[Start of PROVIDED DATA]
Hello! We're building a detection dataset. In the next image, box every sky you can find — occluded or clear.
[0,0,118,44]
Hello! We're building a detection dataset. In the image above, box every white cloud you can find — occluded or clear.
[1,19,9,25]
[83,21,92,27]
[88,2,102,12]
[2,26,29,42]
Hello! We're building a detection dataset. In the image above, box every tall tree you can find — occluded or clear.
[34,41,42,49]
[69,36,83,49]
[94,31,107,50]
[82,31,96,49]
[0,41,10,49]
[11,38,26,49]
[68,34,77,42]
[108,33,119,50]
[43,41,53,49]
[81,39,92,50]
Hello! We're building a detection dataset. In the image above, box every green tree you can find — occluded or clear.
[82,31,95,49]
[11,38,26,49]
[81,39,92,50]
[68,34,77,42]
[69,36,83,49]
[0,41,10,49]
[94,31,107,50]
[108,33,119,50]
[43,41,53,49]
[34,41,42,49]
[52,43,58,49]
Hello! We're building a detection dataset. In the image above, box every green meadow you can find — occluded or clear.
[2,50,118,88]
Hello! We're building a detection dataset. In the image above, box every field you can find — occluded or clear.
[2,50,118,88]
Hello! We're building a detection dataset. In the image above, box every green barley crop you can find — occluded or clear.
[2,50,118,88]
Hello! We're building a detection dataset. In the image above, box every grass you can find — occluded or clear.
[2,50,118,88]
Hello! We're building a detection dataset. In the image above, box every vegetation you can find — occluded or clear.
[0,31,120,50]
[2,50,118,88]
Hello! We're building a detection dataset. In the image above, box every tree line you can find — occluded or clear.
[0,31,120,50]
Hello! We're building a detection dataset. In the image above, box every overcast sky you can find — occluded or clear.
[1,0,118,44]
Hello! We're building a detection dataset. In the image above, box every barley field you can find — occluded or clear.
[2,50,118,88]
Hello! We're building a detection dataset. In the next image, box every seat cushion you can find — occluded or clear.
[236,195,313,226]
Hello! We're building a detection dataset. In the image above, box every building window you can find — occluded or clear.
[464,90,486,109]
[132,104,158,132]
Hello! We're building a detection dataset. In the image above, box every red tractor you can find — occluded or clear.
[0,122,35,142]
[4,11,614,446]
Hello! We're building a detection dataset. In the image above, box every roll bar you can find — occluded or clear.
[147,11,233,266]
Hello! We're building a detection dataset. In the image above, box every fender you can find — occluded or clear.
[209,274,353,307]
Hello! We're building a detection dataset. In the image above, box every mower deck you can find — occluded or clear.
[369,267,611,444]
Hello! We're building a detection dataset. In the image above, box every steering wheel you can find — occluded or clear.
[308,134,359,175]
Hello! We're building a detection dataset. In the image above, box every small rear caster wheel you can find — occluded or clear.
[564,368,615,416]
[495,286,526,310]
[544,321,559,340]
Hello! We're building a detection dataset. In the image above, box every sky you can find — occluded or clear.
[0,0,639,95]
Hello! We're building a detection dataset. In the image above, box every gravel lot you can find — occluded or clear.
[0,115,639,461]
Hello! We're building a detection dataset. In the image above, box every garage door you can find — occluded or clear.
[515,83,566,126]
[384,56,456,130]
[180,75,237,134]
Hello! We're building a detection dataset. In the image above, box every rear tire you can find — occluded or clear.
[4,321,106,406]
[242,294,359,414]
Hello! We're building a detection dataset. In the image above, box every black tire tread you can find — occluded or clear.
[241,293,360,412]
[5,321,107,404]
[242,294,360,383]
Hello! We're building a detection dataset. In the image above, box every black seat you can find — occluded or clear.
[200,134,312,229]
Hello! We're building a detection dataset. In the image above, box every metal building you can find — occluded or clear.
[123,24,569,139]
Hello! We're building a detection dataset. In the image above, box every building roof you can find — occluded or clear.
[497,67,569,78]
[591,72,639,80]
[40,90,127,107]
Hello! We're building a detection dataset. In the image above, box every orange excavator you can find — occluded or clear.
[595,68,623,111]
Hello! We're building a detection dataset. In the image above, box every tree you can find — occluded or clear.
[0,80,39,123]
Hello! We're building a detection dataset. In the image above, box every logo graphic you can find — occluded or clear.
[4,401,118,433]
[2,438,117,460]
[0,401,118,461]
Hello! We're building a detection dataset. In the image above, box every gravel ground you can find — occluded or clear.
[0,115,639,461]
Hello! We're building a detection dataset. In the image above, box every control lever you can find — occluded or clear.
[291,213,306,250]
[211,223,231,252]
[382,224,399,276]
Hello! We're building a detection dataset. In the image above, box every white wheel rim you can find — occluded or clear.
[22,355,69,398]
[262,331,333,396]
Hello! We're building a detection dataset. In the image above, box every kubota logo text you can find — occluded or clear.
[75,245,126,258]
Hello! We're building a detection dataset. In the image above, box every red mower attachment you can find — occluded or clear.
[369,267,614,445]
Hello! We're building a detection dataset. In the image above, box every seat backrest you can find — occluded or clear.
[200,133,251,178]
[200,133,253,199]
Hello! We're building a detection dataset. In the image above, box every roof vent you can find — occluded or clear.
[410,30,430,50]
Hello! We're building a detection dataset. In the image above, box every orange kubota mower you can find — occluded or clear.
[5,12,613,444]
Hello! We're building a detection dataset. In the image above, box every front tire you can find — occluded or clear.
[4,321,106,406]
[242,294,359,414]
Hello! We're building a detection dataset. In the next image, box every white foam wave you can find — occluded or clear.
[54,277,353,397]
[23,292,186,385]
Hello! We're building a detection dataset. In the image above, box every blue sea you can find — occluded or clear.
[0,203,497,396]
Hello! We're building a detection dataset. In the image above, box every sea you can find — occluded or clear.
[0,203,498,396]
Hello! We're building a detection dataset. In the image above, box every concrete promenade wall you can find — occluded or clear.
[End of PROVIDED DATA]
**OBJECTIVE**
Render every one of the records above as a numbered list and omit any blank lines.

**REPLY TO THE EXERCISE**
1. Hello! We're building a detection dataset. In the next image, box every sky you can find — occluded or clear.
2. [0,0,118,44]
3. Hello! We're building a detection dataset. In the image above, box every white cloud you can find — occluded or clear.
4. [1,19,9,25]
5. [83,21,92,27]
6. [88,2,102,12]
7. [2,26,29,42]
8. Hello! We're building a detection dataset. In the image above, box every tall tree you can find — occluded or clear.
9. [34,41,42,49]
10. [69,36,83,49]
11. [94,31,107,50]
12. [82,31,96,49]
13. [0,41,10,49]
14. [11,38,26,49]
15. [68,34,77,42]
16. [108,33,119,50]
17. [43,41,53,49]
18. [81,39,92,50]
19. Hello! We're building a detection dataset. In the image above, box every green tree you can find — occluded or clear.
20. [82,31,95,49]
21. [11,38,26,49]
22. [81,39,92,50]
23. [68,34,77,42]
24. [69,36,83,49]
25. [0,41,10,49]
26. [94,31,107,50]
27. [108,33,119,50]
28. [43,41,53,49]
29. [34,41,42,49]
30. [52,43,58,49]
31. Hello! We're building a detection dataset. In the image above, box every green meadow you can find — occluded or clear.
32. [2,50,118,88]
33. Hello! We're building a detection dataset. In the image above, box every field you can find — occluded or clear.
34. [2,50,118,88]
35. Hello! We're building a detection dataset. In the image above, box every green barley crop you can find — occluded or clear.
36. [2,50,118,88]
37. Hello! We're building a detection dataset. In the image above, box every grass you can find — occluded or clear.
38. [2,50,118,88]
39. Hello! We're building a detection dataset. In the image above, box every vegetation you can find — occluded or clear.
40. [0,31,120,50]
41. [2,50,118,88]
42. Hello! We're building a detection dataset. In the image above, box every tree line you can find — occluded or clear.
43. [0,31,120,50]
44. Hello! We're building a detection dataset. In the image above, box every overcast sky you can find — occluded or clear.
45. [1,0,118,44]
46. Hello! We're building a detection dataset. In the image above, box every barley field you can find — occluded or clear.
47. [2,50,118,88]
48. Hello! We're building a detection dataset. In the next image, box every seat cushion you can find — occluded or clear.
49. [236,195,313,226]
50. Hello! We're building a detection dataset. In the image above, box every building window you can find — occluded or clear.
51. [464,90,486,109]
52. [132,104,158,132]
53. Hello! We're building a detection dataset. In the image above, box every red tractor you can find — occluded or clear.
54. [0,122,35,142]
55. [4,11,614,446]
56. Hello! We're building a detection dataset. In the image above, box every roll bar you can find — occluded or clear.
57. [147,11,233,266]
58. Hello! We're building a detection dataset. In the image above, box every fender you can find — occluded or clear.
59. [209,274,353,307]
60. Hello! We're building a detection dataset. In the image above, box every mower deck you can find — occluded or clear.
61. [369,267,611,444]
62. Hello! We're building a detection dataset. In the image above, box every steering wheel you can find — occluded or clear.
63. [308,134,359,175]
64. Hello! We're building a detection dataset. In the image above, box every small rear caster wheel you can find — occluded or clear.
65. [564,368,615,416]
66. [495,286,526,310]
67. [544,321,559,340]
68. Hello! We're building a detection dataset. In the image above, box every sky you can find — occluded or clear.
69. [0,0,639,95]
70. Hello! We're building a detection dataset. In the image above, box every gravel lot you can find — occluded or clear.
71. [0,115,639,461]
72. Hello! We're building a detection dataset. In the image above, box every garage door you can find — occluded or clear.
73. [515,83,566,126]
74. [384,56,456,130]
75. [180,75,237,134]
76. Hello! We're building a detection dataset. In the image above, box every rear tire you can find — occluded or clear.
77. [4,321,106,406]
78. [242,294,359,414]
79. Hello! We're building a detection dataset. In the image above, box every black tire tread you can find — occluded or clear.
80. [241,293,360,412]
81. [5,321,107,404]
82. [242,294,360,383]
83. Hello! We're building a detection dataset. In the image above, box every black seat you can find — occluded or clear.
84. [200,134,312,229]
85. Hello! We're building a detection dataset. In the image above, box every metal building you can find — occluded or clear.
86. [123,24,569,139]
87. Hello! We're building a detection dataset. In the image above, box every building roof you can find — occluded or clear.
88. [497,67,569,78]
89. [591,72,639,80]
90. [40,90,127,107]
91. Hello! We're building a detection dataset. In the image above, box every orange excavator you can find — occluded or clear.
92. [595,68,623,111]
93. Hello! We're building a detection dataset. In the image above, box every tree you can find — occluded or clear.
94. [0,80,39,123]
95. Hello! We're building a detection dataset. In the image above, box every logo graphic you can find — occluded or clear.
96. [4,401,118,433]
97. [2,438,117,460]
98. [0,401,118,461]
99. Hello! We're building a detection dataset. In the image above, box every gravel ground you can find — occluded or clear.
100. [0,115,639,461]
101. Hello! We're building a detection dataset. In the image above, box every control lever you can find — occluded or clear.
102. [291,213,306,250]
103. [211,223,231,252]
104. [382,224,399,276]
105. Hello! We're building a detection dataset. In the image above, box every white wheel rim you can find — occluded or clear.
106. [22,355,69,398]
107. [262,331,333,396]
108. Hello! We're building a detection dataset. In the image above, box every kubota logo text you can find — occluded or clear.
109. [75,245,126,258]
110. Hello! We're building a detection dataset. In the image above, box every red mower attachment you can find — occluded or clear.
111. [369,267,614,445]
112. Hello! We're building a detection dataset. In the image above, box every seat backrest you can find — occluded or clear.
113. [200,133,251,178]
114. [200,133,253,199]
115. Hello! We're building a detection dataset. In the image above, box every roof vent you can find — occluded or clear.
116. [410,30,430,50]
117. Hello! We're building a detection dataset. In the image above, box every orange kubota mower you can find — occluded or clear.
118. [5,12,613,444]
119. Hello! We're building a detection dataset. In the image above, box every front tire you can find — occluded or clear.
120. [4,321,106,406]
121. [242,294,359,414]
122. Hello! We're building a detection dataset. In the next image, box every white foam wave you can find — occluded or clear.
123. [54,277,353,397]
124. [23,292,186,385]
125. Hello! We're building a detection dataset. In the image above, box every blue sea you can find — occluded or clear.
126. [0,203,497,396]
127. Hello! We're building a detection dataset. In the image above, box every sea you can find — occluded or clear.
128. [0,203,498,396]
129. Hello! We're building a detection dataset. In the image above, box every concrete promenade wall you can find — occluded or clear.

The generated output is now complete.